**Stated goal:** Render the stretch from the line containing "the jersey sleeve" through the line containing "point(131, 108)" as a Markdown table with the columns Row and Line, numbering each line and leaving out blank lines.

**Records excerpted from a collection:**
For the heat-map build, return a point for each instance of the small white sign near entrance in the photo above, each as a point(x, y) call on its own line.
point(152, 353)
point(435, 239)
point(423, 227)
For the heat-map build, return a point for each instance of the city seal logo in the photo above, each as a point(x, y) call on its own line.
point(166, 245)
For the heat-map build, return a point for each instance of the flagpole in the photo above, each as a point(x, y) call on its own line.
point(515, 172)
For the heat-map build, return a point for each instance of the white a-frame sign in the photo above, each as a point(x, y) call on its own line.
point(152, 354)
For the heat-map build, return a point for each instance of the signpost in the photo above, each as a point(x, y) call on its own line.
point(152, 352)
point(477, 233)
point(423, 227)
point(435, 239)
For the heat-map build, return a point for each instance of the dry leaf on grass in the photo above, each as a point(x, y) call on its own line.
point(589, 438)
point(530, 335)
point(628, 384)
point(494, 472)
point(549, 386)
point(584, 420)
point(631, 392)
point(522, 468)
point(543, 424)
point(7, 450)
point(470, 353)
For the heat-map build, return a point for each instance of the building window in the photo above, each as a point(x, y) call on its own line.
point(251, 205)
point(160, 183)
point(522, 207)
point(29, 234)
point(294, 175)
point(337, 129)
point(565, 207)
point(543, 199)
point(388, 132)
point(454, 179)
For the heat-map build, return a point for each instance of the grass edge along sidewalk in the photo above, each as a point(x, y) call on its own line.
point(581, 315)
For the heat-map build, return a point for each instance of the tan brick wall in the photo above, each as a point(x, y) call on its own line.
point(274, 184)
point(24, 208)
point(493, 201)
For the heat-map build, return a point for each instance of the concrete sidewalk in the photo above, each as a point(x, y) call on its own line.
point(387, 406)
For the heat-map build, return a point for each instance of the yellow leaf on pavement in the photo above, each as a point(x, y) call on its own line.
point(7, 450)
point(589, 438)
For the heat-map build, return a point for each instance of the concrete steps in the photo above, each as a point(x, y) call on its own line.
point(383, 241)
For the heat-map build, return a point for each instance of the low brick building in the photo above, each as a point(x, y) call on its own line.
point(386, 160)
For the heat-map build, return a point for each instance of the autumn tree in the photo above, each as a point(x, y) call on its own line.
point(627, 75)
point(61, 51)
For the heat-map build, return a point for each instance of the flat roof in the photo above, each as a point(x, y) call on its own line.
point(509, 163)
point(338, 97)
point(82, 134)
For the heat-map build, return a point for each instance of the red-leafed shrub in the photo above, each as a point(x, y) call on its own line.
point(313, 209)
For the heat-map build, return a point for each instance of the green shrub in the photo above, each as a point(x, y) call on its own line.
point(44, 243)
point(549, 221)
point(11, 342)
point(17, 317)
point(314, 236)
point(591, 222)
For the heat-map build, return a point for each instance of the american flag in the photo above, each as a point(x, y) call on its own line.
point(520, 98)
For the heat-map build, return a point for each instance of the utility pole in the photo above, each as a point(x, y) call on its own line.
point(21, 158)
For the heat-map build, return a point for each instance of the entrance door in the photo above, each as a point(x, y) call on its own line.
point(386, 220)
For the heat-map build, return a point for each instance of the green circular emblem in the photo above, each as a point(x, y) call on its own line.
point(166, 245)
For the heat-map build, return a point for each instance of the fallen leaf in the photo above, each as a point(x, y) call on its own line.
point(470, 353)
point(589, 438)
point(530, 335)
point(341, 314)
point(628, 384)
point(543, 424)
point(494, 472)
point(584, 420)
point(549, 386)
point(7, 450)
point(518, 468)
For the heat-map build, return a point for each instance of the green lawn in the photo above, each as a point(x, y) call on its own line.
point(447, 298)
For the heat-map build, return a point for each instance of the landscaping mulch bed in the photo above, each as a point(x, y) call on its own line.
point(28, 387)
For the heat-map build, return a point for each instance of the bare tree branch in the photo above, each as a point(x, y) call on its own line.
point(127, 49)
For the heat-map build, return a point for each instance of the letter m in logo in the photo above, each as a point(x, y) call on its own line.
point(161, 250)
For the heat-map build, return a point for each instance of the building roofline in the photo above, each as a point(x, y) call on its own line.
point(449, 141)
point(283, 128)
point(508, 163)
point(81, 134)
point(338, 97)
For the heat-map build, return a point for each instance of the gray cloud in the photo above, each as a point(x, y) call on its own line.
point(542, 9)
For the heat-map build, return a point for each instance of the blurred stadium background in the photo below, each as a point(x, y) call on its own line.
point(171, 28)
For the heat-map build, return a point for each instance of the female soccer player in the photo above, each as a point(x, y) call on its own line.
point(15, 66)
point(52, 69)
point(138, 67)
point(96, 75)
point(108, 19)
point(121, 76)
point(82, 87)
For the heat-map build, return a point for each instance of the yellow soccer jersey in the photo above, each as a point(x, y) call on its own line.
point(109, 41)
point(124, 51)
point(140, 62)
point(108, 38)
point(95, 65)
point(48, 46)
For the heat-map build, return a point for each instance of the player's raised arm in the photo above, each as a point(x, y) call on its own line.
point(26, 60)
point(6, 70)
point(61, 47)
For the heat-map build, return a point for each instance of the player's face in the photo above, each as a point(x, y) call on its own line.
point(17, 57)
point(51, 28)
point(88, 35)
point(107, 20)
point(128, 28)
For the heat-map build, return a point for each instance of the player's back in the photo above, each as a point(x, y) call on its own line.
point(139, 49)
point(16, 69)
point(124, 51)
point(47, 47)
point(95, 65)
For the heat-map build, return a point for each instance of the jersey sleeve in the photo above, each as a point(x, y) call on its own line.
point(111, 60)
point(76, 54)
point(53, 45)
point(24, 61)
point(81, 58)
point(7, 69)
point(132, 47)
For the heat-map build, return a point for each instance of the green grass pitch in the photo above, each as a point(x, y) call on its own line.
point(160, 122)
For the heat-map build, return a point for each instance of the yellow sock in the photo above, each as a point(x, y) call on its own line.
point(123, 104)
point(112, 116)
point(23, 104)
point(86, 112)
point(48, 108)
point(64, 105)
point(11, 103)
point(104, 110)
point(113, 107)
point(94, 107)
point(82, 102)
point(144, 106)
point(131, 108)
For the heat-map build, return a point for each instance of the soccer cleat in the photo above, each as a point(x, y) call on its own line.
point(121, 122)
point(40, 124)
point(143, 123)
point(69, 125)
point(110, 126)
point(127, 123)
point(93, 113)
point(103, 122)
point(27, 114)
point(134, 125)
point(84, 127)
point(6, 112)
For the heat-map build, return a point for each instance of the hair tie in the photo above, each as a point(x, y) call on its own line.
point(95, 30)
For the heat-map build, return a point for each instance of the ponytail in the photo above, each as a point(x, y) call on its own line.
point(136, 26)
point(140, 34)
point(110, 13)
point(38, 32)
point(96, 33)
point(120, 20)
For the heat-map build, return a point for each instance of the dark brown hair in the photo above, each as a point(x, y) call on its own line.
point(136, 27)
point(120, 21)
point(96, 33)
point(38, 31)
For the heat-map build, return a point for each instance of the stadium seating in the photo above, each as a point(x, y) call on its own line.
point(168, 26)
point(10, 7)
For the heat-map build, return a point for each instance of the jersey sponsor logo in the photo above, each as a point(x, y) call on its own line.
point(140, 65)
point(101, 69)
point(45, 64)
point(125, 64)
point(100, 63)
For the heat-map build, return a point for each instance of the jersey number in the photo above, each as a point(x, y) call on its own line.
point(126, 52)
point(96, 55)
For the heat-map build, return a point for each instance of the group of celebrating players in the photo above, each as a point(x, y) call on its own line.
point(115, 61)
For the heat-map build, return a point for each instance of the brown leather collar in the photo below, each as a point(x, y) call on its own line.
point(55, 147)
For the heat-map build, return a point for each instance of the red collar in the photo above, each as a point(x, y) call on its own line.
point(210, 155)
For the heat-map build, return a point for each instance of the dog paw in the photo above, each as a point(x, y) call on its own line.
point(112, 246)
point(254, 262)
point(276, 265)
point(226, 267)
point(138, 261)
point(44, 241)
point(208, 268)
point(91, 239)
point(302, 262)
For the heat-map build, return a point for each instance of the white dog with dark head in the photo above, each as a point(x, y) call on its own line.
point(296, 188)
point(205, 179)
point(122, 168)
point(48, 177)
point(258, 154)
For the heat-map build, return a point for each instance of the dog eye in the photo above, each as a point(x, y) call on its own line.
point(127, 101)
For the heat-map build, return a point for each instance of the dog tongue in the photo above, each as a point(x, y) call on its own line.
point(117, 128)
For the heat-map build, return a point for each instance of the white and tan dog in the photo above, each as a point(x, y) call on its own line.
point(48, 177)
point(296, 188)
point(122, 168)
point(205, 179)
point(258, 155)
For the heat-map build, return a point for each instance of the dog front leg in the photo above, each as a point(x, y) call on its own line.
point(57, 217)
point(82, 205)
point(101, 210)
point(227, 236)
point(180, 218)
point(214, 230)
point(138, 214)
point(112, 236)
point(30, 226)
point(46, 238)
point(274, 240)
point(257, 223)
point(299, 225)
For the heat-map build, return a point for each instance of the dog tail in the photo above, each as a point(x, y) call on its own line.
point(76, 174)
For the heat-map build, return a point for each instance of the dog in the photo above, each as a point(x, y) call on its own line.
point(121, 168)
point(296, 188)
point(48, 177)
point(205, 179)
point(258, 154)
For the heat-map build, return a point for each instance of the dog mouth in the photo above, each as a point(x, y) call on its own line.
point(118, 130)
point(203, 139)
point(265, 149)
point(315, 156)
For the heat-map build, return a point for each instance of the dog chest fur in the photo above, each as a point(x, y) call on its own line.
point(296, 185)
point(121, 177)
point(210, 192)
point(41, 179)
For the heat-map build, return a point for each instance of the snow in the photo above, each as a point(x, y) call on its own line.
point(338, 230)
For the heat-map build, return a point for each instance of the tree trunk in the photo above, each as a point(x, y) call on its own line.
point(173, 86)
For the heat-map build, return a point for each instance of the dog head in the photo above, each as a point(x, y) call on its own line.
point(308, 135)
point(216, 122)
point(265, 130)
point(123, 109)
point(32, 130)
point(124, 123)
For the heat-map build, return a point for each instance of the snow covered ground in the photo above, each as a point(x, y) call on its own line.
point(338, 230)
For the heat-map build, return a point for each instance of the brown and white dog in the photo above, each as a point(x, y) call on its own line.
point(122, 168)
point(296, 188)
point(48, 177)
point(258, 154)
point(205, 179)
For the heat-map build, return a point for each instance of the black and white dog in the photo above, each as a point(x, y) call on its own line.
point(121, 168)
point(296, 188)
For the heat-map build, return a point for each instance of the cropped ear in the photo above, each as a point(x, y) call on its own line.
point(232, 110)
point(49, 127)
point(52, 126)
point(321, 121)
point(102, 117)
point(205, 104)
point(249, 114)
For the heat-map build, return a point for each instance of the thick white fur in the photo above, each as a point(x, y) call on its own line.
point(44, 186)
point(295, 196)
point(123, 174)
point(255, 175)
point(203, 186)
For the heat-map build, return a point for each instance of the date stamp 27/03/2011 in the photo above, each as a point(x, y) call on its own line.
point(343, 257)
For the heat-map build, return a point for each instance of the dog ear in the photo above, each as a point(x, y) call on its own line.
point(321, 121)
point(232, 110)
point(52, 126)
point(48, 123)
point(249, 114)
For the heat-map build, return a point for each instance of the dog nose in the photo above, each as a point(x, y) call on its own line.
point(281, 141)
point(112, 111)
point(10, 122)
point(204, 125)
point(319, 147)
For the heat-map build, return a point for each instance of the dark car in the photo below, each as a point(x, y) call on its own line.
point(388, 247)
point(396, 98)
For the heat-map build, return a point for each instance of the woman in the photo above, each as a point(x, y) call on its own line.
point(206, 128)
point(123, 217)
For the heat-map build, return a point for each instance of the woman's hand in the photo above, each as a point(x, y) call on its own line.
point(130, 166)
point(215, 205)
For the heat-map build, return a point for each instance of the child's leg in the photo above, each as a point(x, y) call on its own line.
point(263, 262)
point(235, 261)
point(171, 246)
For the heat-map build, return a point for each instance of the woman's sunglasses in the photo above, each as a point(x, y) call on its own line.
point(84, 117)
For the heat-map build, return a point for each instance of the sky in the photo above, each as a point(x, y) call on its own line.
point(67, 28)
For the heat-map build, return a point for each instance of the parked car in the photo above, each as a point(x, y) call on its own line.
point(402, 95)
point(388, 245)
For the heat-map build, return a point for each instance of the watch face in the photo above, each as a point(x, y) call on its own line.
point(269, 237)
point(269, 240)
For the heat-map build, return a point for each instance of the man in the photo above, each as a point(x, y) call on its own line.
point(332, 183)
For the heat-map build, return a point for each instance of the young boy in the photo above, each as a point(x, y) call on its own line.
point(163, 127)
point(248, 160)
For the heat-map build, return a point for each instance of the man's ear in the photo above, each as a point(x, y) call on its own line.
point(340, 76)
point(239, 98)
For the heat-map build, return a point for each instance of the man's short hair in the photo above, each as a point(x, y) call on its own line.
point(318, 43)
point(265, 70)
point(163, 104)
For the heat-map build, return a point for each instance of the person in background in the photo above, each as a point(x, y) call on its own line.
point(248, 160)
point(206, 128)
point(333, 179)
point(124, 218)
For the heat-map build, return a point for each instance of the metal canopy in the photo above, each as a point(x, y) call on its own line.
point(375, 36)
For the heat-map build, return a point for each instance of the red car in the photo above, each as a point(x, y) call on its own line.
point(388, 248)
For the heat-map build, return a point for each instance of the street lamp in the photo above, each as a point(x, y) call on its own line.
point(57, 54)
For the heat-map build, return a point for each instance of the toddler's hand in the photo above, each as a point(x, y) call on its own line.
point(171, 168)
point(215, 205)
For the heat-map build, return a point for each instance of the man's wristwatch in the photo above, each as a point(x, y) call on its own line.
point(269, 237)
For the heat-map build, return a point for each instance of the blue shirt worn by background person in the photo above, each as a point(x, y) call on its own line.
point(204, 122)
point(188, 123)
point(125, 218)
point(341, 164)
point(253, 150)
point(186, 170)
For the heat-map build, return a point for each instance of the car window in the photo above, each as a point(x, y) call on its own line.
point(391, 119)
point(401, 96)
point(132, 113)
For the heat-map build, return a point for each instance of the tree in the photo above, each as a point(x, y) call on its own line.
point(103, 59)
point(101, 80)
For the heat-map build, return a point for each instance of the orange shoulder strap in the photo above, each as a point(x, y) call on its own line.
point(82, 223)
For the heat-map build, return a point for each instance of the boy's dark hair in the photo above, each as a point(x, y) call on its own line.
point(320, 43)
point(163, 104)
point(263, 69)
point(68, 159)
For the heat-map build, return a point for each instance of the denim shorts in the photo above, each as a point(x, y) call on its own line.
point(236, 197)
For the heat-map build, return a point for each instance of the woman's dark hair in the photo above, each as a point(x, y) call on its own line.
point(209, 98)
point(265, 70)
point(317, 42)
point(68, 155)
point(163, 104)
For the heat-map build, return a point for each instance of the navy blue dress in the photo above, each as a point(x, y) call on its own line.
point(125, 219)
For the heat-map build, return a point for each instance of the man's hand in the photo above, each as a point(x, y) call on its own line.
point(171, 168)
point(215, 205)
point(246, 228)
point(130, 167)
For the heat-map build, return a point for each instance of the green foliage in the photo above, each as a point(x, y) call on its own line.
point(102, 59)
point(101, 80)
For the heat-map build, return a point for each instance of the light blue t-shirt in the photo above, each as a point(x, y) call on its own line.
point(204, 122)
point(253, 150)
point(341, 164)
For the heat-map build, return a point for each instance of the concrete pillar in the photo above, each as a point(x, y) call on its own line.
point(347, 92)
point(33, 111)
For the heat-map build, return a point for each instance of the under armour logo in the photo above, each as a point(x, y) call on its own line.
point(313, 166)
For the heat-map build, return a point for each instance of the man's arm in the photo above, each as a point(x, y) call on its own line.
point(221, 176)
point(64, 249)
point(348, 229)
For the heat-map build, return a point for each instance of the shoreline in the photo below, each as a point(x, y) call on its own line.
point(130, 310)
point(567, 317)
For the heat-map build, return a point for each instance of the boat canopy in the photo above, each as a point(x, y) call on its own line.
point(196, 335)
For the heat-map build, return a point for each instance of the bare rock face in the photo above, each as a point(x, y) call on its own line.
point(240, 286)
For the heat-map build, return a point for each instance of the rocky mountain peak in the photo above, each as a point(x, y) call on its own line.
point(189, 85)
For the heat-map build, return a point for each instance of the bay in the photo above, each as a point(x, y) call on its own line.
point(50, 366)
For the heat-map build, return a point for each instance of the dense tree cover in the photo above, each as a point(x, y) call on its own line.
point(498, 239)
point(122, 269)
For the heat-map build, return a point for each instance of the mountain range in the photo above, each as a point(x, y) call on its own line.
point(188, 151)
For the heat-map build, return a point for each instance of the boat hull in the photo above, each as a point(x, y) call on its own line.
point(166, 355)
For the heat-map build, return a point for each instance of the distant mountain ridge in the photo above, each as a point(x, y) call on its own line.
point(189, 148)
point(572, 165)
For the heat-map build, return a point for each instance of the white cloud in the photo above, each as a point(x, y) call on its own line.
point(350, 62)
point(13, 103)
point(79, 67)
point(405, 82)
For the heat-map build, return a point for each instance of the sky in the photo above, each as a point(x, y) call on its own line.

**Full solution:**
| Row | Line |
|---|---|
| 1 | For the heat-map build, return a point for each instance of the jersey sleeve in the photo above, each as a point(x, y) call on its own line. |
| 2 | point(111, 60) |
| 3 | point(76, 54) |
| 4 | point(53, 45) |
| 5 | point(24, 61) |
| 6 | point(81, 58) |
| 7 | point(7, 69) |
| 8 | point(132, 47) |
| 9 | For the heat-map build, return a point for each instance of the green grass pitch in the photo above, each as a point(x, y) call on its own line. |
| 10 | point(160, 122) |
| 11 | For the heat-map build, return a point for each instance of the yellow sock in the photo above, each as a point(x, y) call on its own line. |
| 12 | point(123, 104) |
| 13 | point(112, 116) |
| 14 | point(23, 104) |
| 15 | point(86, 112) |
| 16 | point(48, 108) |
| 17 | point(64, 105) |
| 18 | point(11, 103) |
| 19 | point(104, 110) |
| 20 | point(113, 107) |
| 21 | point(94, 107) |
| 22 | point(82, 102) |
| 23 | point(144, 106) |
| 24 | point(131, 108) |